SET PROBLEM: Which lines in the data below contain the word "safety"? Pull out each of those lines and copy it.
>> start SUPPLIED ENTRIES
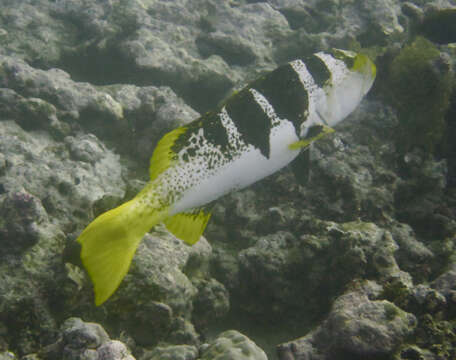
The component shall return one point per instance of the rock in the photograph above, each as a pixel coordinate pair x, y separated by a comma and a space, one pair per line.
326, 259
81, 340
113, 350
356, 327
176, 352
6, 355
232, 345
78, 334
156, 292
210, 303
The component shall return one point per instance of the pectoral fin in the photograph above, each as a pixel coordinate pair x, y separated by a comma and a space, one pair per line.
315, 132
188, 226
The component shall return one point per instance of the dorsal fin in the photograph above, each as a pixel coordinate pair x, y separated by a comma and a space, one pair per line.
162, 157
188, 226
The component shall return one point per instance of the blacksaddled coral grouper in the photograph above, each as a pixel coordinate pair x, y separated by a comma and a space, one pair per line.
254, 133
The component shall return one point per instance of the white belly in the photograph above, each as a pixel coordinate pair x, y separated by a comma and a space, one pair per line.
246, 169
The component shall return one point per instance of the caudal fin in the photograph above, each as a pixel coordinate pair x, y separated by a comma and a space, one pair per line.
110, 241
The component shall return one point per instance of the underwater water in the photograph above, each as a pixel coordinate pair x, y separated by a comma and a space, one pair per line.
256, 231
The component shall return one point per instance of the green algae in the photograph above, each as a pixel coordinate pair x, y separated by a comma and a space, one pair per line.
420, 87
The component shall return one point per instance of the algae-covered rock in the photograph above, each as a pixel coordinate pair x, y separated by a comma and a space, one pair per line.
79, 340
176, 352
439, 25
7, 355
232, 345
420, 86
326, 261
358, 326
156, 297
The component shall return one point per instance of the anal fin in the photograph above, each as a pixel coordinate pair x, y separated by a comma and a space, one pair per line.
315, 132
188, 226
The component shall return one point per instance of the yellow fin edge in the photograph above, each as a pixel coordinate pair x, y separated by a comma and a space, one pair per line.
162, 158
188, 226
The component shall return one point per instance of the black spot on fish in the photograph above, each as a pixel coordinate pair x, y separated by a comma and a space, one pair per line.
285, 92
213, 131
251, 121
318, 69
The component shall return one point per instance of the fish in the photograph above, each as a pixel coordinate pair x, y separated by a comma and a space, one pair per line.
255, 132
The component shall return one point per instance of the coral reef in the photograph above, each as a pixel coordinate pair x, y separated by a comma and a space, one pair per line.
354, 259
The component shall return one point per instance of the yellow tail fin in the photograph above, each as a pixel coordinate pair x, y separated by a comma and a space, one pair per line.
110, 241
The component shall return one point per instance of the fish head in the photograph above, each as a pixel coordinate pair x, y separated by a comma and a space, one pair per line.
352, 76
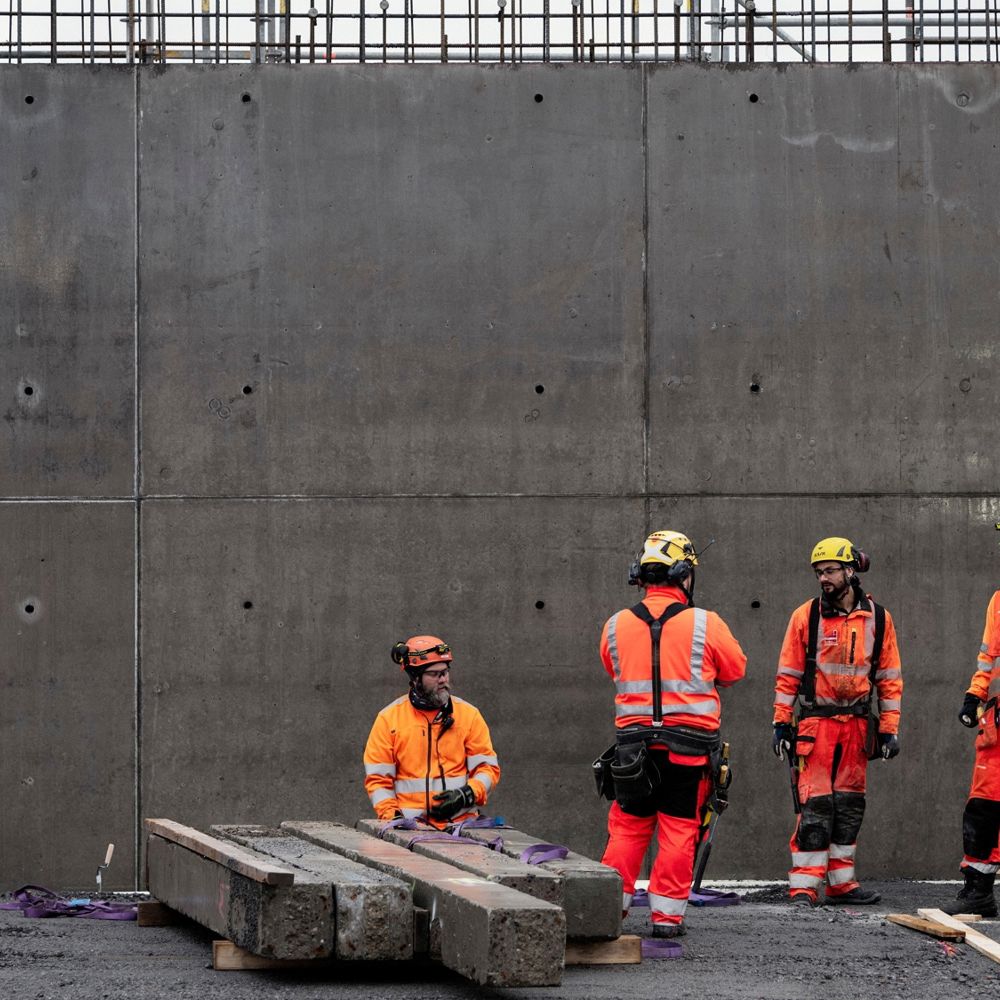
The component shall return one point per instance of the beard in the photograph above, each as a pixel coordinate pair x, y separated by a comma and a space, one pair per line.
438, 697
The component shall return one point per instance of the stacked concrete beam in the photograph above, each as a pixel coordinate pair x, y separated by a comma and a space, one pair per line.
325, 907
592, 892
474, 857
487, 932
373, 912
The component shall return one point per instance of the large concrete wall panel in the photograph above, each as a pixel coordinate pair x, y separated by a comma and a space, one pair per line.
251, 714
380, 281
67, 708
823, 275
67, 289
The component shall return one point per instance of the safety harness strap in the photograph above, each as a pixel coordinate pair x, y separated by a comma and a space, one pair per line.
655, 628
808, 687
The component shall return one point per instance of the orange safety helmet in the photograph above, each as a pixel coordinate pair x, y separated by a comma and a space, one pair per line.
421, 651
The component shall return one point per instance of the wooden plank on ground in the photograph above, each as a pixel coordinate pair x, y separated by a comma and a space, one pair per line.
973, 938
233, 857
626, 950
931, 927
228, 957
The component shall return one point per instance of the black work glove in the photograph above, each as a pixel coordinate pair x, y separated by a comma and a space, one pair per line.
969, 716
451, 803
781, 742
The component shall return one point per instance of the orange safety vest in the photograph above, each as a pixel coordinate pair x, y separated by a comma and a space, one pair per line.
410, 757
843, 663
697, 654
985, 682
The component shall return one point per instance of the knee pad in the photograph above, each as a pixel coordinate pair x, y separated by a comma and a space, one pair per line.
848, 812
815, 823
980, 828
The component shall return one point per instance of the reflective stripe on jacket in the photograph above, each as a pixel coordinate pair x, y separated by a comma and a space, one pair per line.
985, 682
408, 760
843, 661
697, 653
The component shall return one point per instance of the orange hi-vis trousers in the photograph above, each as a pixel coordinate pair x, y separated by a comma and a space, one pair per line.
832, 792
673, 812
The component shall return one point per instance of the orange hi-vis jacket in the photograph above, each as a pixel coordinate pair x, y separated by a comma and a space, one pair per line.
409, 760
697, 653
844, 646
985, 682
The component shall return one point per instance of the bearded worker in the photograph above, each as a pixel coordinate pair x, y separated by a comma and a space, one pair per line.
429, 755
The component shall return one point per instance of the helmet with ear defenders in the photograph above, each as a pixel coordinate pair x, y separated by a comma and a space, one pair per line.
420, 651
842, 550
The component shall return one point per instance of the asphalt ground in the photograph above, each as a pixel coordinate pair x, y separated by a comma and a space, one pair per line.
762, 949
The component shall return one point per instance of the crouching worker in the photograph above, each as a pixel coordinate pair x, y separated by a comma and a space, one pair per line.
429, 754
667, 659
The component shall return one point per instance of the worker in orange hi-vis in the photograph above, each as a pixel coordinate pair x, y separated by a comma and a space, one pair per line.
429, 755
838, 659
981, 819
667, 659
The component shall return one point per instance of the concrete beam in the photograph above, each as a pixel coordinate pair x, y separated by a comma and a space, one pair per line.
494, 866
293, 921
372, 912
592, 892
486, 932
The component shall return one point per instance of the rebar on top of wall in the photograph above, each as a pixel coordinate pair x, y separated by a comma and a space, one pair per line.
497, 31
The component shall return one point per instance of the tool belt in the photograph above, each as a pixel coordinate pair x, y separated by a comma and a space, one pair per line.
627, 771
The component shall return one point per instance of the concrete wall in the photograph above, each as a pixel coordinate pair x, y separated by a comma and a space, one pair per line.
430, 349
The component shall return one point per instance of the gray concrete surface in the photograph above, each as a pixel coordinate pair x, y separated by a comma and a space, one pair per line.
393, 261
757, 951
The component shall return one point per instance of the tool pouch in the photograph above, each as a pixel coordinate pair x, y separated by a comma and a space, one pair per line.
636, 776
988, 725
873, 749
603, 778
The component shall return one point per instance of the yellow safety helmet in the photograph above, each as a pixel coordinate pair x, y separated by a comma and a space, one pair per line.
665, 548
841, 550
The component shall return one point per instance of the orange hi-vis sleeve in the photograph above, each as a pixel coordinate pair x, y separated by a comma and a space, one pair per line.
985, 683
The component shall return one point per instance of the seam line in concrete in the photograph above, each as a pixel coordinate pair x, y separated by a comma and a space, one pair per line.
136, 485
647, 507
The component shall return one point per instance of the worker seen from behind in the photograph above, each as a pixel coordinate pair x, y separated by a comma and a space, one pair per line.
667, 659
981, 819
839, 656
429, 756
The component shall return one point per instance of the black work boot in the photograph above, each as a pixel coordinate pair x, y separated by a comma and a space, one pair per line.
976, 896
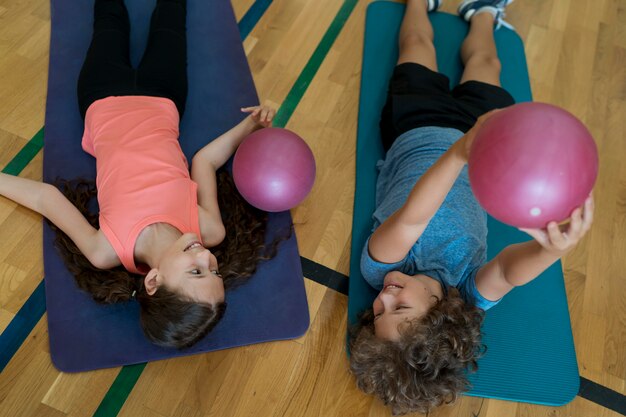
>> end SUPPLIED ENTRIES
THE RESULT:
The component shall return one point per instance of the safety harness strap in the photograph above, each as a pixel coordinate pair x, y separated by a comma and a space, one pair per line.
The component shall return one point per instance of the orange safety helmet in the photograph above, each as a pixel coordinate pair x, y separated by a comma and a space, one pair per line.
The component shall return one point per instance of the orange safety vest in the photograph above, each as a pixel coordinate pair x, y separated by a comma and a space, one pair per line.
The component shall return one point per instance of the yellow safety helmet in the photograph above, each as a pixel coordinate pair x, y separated by a comma and a space, one pair per line.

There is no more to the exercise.